● WHAT IS EXPECTED
Repeat the records below line by line, exactly, finishing on the line that contains "Target: shirtless man walking".

● INFORMATION GIVEN
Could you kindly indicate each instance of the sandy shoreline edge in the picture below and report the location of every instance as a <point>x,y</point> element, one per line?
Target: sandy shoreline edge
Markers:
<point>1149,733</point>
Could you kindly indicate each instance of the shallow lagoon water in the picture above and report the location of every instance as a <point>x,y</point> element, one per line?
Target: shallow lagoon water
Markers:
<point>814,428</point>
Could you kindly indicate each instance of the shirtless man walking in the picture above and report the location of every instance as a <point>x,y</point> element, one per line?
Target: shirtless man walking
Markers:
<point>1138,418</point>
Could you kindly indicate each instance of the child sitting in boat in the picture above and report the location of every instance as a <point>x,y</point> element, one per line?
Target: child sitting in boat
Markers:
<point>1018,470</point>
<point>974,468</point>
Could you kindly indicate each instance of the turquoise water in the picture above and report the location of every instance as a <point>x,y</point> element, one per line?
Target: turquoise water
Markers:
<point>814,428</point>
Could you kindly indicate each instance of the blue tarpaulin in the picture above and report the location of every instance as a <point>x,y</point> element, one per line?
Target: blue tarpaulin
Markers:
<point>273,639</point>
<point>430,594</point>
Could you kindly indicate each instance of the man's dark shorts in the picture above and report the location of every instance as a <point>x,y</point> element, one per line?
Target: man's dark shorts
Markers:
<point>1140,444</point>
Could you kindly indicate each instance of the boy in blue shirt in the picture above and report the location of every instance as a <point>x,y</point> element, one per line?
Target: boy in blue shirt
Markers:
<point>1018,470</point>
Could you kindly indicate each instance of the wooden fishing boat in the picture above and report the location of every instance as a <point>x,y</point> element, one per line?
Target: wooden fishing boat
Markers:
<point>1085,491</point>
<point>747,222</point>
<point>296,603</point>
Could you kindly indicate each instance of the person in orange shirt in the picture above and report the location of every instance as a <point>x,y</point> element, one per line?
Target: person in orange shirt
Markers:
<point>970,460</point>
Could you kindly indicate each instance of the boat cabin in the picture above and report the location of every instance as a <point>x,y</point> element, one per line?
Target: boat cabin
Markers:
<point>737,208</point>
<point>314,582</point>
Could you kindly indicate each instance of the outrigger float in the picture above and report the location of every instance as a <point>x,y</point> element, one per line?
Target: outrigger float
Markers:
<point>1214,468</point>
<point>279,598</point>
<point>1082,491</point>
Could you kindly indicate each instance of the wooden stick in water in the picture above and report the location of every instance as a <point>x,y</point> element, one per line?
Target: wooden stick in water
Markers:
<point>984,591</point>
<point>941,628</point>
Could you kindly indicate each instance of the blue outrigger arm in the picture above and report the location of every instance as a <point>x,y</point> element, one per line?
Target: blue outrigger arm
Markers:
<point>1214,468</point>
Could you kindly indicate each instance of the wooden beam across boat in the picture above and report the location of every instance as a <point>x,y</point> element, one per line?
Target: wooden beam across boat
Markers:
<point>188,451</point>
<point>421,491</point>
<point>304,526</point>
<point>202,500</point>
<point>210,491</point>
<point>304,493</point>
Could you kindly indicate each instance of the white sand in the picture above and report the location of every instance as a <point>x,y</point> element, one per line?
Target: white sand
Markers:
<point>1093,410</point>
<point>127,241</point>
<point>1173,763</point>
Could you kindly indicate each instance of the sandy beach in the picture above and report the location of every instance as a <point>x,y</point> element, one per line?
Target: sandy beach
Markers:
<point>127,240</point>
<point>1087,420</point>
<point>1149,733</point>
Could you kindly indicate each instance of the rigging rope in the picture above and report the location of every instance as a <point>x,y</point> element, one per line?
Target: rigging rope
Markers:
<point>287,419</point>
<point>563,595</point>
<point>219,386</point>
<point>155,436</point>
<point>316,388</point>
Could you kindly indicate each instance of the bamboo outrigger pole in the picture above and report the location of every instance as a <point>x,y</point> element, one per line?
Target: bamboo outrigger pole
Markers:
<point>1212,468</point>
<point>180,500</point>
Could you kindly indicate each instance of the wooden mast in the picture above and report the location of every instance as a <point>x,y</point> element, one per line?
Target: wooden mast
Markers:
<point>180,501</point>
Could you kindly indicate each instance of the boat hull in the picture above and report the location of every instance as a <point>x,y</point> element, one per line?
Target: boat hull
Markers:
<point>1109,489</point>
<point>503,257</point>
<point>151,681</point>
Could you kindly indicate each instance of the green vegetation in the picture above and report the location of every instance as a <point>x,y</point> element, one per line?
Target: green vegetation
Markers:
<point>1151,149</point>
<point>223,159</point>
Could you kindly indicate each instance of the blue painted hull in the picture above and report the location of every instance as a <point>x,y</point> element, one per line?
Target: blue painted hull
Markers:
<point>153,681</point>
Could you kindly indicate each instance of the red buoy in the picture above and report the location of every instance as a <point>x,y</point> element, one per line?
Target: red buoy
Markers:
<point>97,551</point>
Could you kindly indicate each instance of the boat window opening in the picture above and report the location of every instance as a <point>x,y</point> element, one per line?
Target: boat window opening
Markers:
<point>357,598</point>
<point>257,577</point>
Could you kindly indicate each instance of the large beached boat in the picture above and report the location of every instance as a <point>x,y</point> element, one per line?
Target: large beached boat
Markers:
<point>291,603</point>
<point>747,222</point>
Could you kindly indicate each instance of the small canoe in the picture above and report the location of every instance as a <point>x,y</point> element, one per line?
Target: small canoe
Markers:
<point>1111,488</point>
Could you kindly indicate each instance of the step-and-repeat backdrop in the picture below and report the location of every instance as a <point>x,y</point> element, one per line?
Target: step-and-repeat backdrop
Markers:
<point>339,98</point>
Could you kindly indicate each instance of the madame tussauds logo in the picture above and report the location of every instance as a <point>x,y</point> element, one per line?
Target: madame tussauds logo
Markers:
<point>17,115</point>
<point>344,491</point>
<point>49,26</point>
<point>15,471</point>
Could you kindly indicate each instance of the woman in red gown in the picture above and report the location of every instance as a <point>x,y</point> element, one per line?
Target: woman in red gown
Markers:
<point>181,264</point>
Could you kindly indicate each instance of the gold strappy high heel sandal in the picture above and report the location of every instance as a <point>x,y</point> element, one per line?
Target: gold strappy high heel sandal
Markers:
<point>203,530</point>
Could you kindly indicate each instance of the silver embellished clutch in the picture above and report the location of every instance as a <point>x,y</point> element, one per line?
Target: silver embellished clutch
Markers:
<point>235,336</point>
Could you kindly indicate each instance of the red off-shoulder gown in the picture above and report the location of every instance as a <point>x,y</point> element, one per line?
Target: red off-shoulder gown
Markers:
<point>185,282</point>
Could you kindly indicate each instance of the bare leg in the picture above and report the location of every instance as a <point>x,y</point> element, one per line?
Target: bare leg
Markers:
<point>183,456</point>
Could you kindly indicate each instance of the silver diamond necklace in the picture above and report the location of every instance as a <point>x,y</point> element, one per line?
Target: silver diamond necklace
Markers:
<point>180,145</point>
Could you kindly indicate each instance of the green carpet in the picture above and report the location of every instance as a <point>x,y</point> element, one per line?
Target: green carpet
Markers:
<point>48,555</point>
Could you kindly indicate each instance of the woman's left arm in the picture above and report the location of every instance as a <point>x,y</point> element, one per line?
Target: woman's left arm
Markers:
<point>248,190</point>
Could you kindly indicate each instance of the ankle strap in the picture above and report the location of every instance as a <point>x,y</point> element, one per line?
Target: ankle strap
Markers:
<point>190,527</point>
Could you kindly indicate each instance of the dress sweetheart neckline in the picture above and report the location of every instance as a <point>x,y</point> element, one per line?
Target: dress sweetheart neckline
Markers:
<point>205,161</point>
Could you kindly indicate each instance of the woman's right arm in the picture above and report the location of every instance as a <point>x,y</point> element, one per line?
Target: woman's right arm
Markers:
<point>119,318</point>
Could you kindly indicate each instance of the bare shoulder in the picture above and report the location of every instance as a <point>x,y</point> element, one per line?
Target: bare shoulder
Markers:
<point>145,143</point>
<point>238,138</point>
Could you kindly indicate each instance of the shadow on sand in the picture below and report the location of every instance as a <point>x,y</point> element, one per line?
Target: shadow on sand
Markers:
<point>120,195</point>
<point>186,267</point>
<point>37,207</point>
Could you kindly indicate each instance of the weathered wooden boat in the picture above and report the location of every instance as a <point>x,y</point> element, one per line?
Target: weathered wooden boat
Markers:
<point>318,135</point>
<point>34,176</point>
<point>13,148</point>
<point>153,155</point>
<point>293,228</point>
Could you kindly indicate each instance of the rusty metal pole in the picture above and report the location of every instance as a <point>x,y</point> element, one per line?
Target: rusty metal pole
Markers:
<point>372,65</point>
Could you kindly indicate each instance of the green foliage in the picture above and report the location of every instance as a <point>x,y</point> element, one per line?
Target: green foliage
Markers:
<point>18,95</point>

● COMPLETED EXERCISE
Could you kindly indicate each instance of the sandy shoreline edge in the picture below and report the location of every instance as a <point>x,y</point> element, one per line?
Target: sandy shoreline edge
Markers:
<point>1149,733</point>
Could you kindly indicate each instance of the shallow lagoon water in the picture above and report the location of every instance as a <point>x,y</point> element, one per line?
Target: shallow lagoon water
Markers:
<point>814,428</point>
Could you kindly indicate each instance of the shirtless man walking in the picture above and report the location of every instance as a <point>x,y</point> element, one per line?
Target: shirtless man walking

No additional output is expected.